- Your objective -
Copy the records word for word, starting with the line that contains "Detect black and white plumage." and ending with the line that contains "[63,68,350,231]", both of them included.

····················

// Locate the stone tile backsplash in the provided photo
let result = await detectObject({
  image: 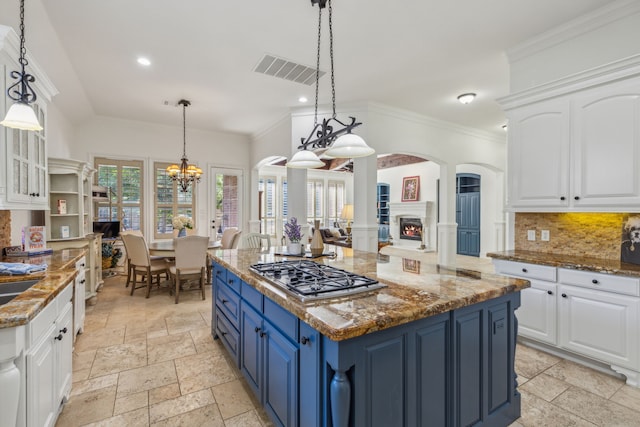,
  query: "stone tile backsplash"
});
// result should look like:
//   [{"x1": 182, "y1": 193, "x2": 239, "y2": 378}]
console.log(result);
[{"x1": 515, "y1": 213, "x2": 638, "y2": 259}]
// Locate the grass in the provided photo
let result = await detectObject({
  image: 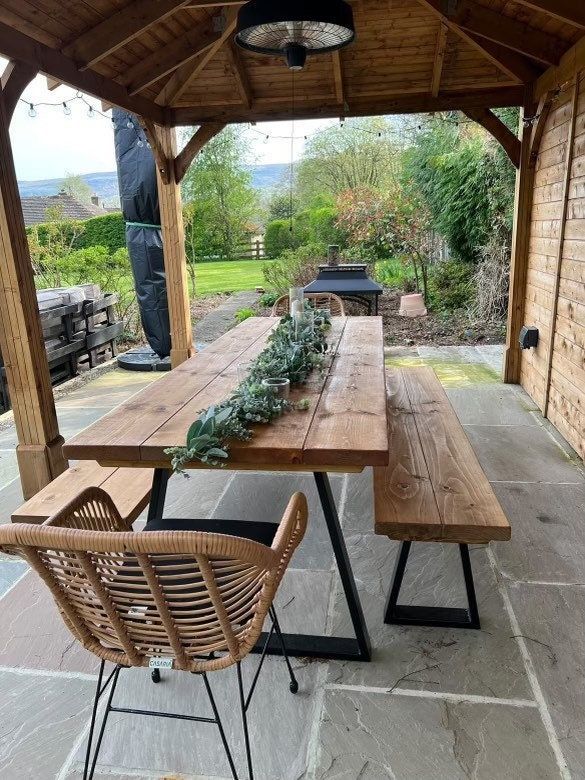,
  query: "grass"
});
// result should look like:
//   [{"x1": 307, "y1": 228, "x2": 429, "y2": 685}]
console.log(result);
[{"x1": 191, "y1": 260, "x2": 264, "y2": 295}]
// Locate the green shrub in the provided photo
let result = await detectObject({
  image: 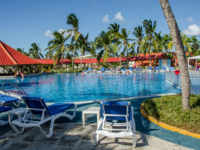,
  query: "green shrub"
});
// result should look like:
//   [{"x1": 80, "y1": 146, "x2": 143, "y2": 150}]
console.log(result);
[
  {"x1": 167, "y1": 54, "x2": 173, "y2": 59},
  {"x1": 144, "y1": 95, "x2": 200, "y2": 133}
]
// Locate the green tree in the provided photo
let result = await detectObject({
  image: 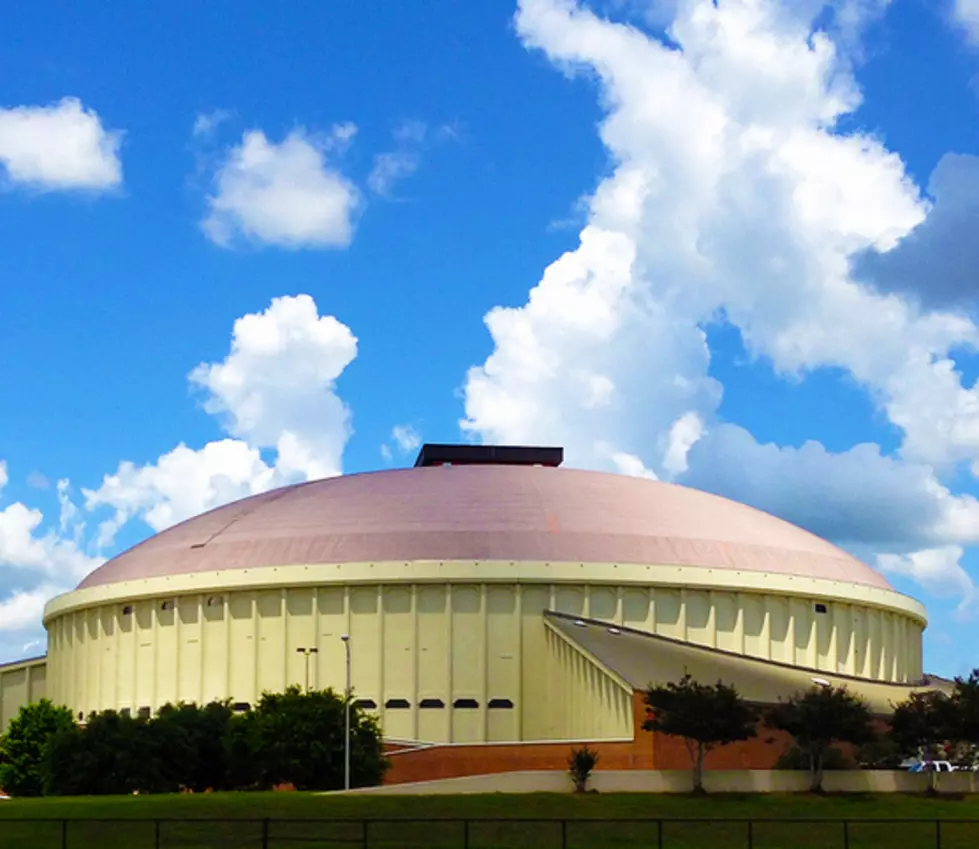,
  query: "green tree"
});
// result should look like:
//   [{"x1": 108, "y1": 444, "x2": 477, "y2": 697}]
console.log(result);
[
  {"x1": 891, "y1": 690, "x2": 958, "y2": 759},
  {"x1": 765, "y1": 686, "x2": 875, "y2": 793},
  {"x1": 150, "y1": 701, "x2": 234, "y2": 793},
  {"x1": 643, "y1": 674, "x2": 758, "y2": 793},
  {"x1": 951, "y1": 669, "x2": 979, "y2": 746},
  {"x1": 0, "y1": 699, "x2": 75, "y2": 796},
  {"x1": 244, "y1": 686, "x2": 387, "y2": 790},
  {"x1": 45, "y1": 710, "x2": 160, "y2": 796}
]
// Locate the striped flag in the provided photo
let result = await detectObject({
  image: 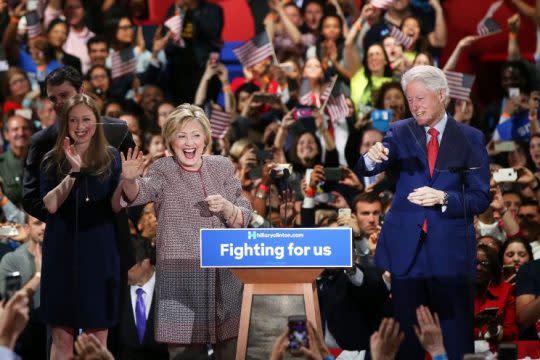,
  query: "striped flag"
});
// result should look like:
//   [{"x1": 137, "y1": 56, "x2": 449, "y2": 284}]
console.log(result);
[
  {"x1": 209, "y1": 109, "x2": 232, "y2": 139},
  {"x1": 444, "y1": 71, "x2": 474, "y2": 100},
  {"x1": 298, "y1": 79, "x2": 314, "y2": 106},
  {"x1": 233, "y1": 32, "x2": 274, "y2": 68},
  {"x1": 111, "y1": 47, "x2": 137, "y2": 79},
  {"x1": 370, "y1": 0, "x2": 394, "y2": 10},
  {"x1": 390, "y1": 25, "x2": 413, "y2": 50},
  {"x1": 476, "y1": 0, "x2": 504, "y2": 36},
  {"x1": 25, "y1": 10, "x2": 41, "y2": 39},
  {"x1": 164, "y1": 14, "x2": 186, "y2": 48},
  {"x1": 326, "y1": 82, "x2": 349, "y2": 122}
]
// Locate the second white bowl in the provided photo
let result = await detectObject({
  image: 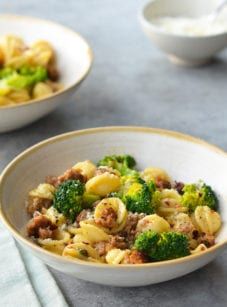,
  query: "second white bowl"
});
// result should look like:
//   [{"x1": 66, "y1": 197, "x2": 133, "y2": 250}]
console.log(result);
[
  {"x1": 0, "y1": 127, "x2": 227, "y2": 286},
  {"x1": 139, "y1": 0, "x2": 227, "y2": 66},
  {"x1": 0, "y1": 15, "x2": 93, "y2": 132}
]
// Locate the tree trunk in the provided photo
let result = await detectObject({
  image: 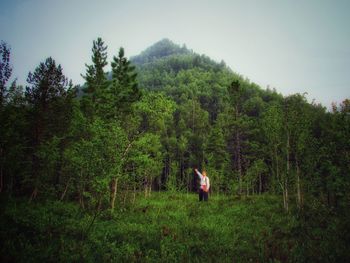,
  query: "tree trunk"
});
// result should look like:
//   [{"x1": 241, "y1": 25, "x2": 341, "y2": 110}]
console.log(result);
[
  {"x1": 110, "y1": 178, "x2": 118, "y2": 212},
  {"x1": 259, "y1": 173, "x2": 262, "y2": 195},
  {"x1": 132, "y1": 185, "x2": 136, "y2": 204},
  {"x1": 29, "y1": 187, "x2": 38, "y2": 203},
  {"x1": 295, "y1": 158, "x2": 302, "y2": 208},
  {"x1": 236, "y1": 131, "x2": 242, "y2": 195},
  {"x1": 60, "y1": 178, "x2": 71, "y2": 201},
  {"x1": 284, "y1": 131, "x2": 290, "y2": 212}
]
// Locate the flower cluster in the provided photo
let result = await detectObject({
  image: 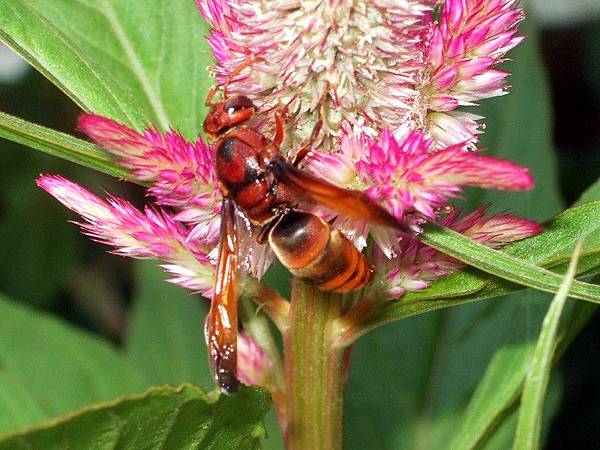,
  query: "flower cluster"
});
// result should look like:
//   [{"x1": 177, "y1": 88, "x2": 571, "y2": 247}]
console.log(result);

····················

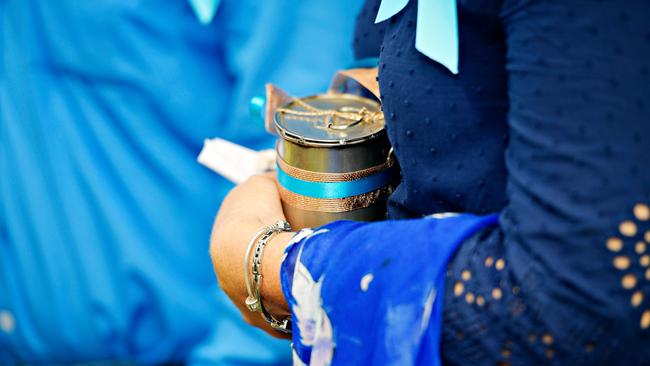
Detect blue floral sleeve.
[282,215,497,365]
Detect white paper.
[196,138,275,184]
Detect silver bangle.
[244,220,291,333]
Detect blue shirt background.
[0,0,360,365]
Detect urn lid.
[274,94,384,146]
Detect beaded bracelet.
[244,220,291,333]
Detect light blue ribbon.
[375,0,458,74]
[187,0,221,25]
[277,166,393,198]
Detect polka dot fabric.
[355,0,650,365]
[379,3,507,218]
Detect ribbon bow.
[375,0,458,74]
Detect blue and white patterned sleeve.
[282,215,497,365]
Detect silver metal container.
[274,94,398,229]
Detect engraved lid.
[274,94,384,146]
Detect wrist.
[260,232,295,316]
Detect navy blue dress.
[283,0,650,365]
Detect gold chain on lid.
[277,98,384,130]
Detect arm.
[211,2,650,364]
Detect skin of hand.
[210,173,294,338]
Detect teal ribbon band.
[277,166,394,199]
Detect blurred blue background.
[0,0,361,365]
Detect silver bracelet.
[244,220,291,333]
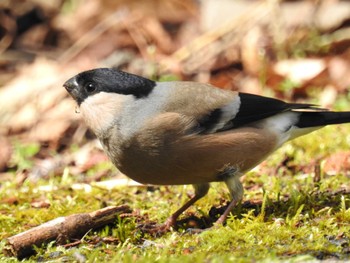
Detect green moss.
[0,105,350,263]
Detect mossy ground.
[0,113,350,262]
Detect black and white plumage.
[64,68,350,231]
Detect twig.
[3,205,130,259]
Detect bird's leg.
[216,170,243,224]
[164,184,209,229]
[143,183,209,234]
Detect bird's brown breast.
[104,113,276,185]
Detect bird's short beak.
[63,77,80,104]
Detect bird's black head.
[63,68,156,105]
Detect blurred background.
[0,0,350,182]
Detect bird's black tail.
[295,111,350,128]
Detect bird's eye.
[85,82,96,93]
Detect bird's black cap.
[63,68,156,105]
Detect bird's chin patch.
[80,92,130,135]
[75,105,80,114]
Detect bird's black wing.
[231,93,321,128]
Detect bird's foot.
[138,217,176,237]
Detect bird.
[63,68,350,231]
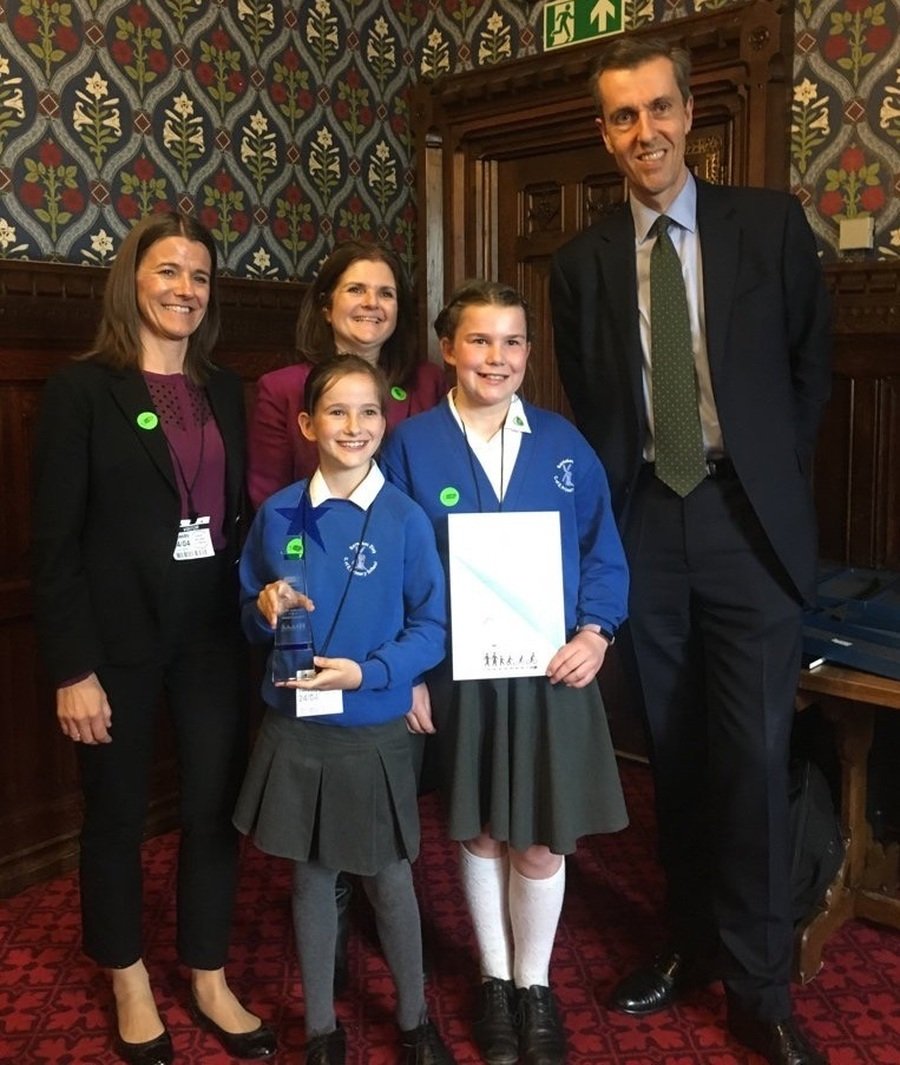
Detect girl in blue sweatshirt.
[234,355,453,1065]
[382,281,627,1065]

····················

- Reply -
Detect black and white plumage.
[64,68,350,231]
Detect twig.
[3,205,130,259]
Detect bird's leg.
[216,170,243,224]
[164,184,209,229]
[143,183,209,234]
Detect bird's brown breast.
[104,113,276,185]
Detect bird's short beak.
[63,77,80,104]
Detect bird's black head.
[63,68,156,105]
Detect blurred background.
[0,0,350,182]
Detect bird's black tail.
[295,111,350,128]
Detect bird's eye.
[85,82,96,93]
Detect bird's black cap.
[63,68,156,105]
Detect bird's chin patch.
[80,92,130,135]
[75,105,80,114]
Detect bird's black wing.
[231,93,321,128]
Detect bird's foot.
[138,217,176,237]
Detect bird.
[63,68,350,231]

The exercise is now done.